### PETUNJUK PENGERJAAN
Tentukan apakah setiap pernyataan berikut sesuai dengan kutipan tentang Stasiun Manggarai. Jawab ya atau tidak, lalu kutip kata-kata dari kutipan itu yang menjadi penentunya.
1. Stasiun Manggarai dibangun pada 1918.
2. Proyek revitalisasi Stasiun Manggarai senilai Rp 2,4 triliun dimulai pada 2018.
3. Sekitar 45.000 orang transit di Stasiun Manggarai setiap hari.

### KUTIPAN TEKS
--------

Kondisi tersebut tampak tidak begitu sesuai dengan statusnya sebagai stasiun tersibuk di Jakarta. Untuk meningkatkan pelayanan bagi penumpang, menurut rencana, Stasiun Manggarai akan dijadikan stasiun sentral Jakarta melalui upaya revitalisasi senilai Rp 2,4 triliun yang diperkirakan selesai pada 2021.
Berdasarkan data PT Kereta Api Indonesia, sekitar 70 persen perjalanan kereta api Daerah Operasi I Jakarta melintasi Stasiun Manggarai. Sebanyak 720 perjalanan kereta api harus melewati stasiun yang dibangun pada 1918 tersebut. ”Sekitar 45.000 orang naik dan turun lewat stasiun ini per hari dan sekitar 100.000 orang transit di (Stasiun) Manggarai,” kata Senior Manajer Humas PT KAI Daop I Edy Kuswoyo.
Stasiun Manggarai merupakan persimpangan jalur kereta api di tengah Jakarta. Setiap pagi, warga pelaju (komuter) dari daerah pendukung Jakarta, seperti Bekasi, Depok, atau area suburban, misal Pasar Minggu dan Klender, akan transit di Stasiun Manggarai sebelum menuju stasiun lain yang berlokasi dekat area bisnis atau perkantoran. Selain melayani penumpang kereta rel listrik, Stasiun Manggarai harus berbagi jalur rel dengan kereta api jarak jauh. Tak dapat dihindari, perjalanan kereta api harus saling menunggu dan akibatnya ada keterlambatan.
”Perjalanan KRL ada 500-600 per hari. Kalau kita lihat, jaringan kereta api di Jabodetabek itu bersilang di Manggarai. Dari Bogor, Bekasi, semua bersilang di situ. Jika padat, harus bergantian sehingga terjadilah delay. KRL dari Bogor mau ke Tanah Abang, Kota, harus menunggu. Itu sebenarnya permasalahan utama yang dihadapi oleh KRL Jabodetabek,” kata Direktur Jenderal Perkeretaapian Kementerian Perhubungan Zulfikri, awal pekan lalu, di kantornya.
Tidak cukup bersinggungan dengan kereta jarak jauh, pada awal 2018, kereta api Bandara Soekarno-Hatta mulai beroperasi.
Pemisahan jalur rel untuk setiap jenis kereta, kata Zulfikri, adalah solusinya. Untuk itu, Stasiun Manggarai ”harus lahir kembali”. Menurut rencana, Stasiun Manggarai akan dibangun dan kelak memiliki bangunan tiga lantai. Zulfikri mengatakan, proyek revitalisasi senilai Rp 2,4 triliun yang sudah dimulai sejak 2015 itu akan memisahkan persimpangan ini agar tidak di atas satu bidang yang sama.

--------

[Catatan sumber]
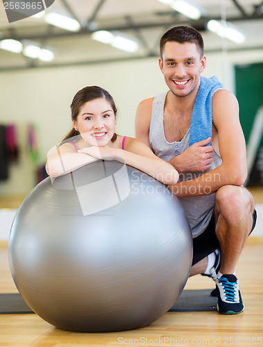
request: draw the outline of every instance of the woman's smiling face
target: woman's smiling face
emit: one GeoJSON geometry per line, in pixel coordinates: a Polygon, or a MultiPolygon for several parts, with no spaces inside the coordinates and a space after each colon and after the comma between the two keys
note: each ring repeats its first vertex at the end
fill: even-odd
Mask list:
{"type": "Polygon", "coordinates": [[[103,147],[111,141],[115,129],[116,117],[110,103],[105,98],[87,101],[80,108],[77,128],[85,142],[103,147]]]}

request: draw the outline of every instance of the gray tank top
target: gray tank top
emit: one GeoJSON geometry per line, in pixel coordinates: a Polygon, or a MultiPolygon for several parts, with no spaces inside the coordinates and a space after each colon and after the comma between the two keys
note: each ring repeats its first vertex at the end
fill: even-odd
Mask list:
{"type": "MultiPolygon", "coordinates": [[[[152,103],[152,119],[149,127],[149,143],[154,153],[166,162],[181,154],[189,147],[190,128],[180,142],[168,142],[165,137],[163,111],[167,92],[156,95],[152,103]]],[[[208,136],[207,136],[208,137],[208,136]]],[[[179,181],[192,180],[221,165],[220,155],[214,151],[211,167],[201,173],[183,172],[179,181]]],[[[197,189],[194,188],[193,189],[197,189]]],[[[215,207],[215,194],[202,196],[179,198],[191,226],[193,237],[201,234],[208,226],[215,207]]]]}

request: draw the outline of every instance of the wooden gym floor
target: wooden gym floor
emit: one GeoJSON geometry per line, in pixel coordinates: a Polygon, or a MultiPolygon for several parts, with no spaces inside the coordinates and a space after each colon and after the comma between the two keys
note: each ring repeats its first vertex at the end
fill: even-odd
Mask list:
{"type": "MultiPolygon", "coordinates": [[[[254,194],[253,194],[254,195],[254,194]]],[[[255,198],[258,203],[263,194],[255,198]]],[[[0,244],[0,293],[16,293],[9,270],[6,244],[0,244]]],[[[149,326],[111,333],[77,333],[54,328],[36,314],[1,314],[1,347],[65,346],[260,346],[263,345],[263,242],[248,238],[237,266],[245,304],[237,315],[217,312],[167,312],[149,326]]],[[[185,289],[214,288],[197,276],[185,289]]]]}

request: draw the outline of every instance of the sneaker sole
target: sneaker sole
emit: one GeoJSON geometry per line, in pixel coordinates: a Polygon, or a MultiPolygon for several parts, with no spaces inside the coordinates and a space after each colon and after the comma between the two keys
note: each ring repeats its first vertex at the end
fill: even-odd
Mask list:
{"type": "Polygon", "coordinates": [[[231,311],[231,310],[227,311],[226,312],[220,312],[218,304],[217,304],[217,312],[219,313],[220,313],[220,314],[239,314],[239,313],[243,312],[244,308],[245,307],[244,307],[243,310],[242,310],[241,311],[239,311],[238,312],[235,312],[235,311],[231,311]]]}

--------

### PENYELESAIAN SOAL
1. Ya: "stasiun yang dibangun pada 1918 tersebut".
2. Tidak: "proyek revitalisasi senilai Rp 2,4 triliun yang sudah dimulai sejak 2015 itu".
3. Tidak: "sekitar 100.000 orang transit di (Stasiun) Manggarai".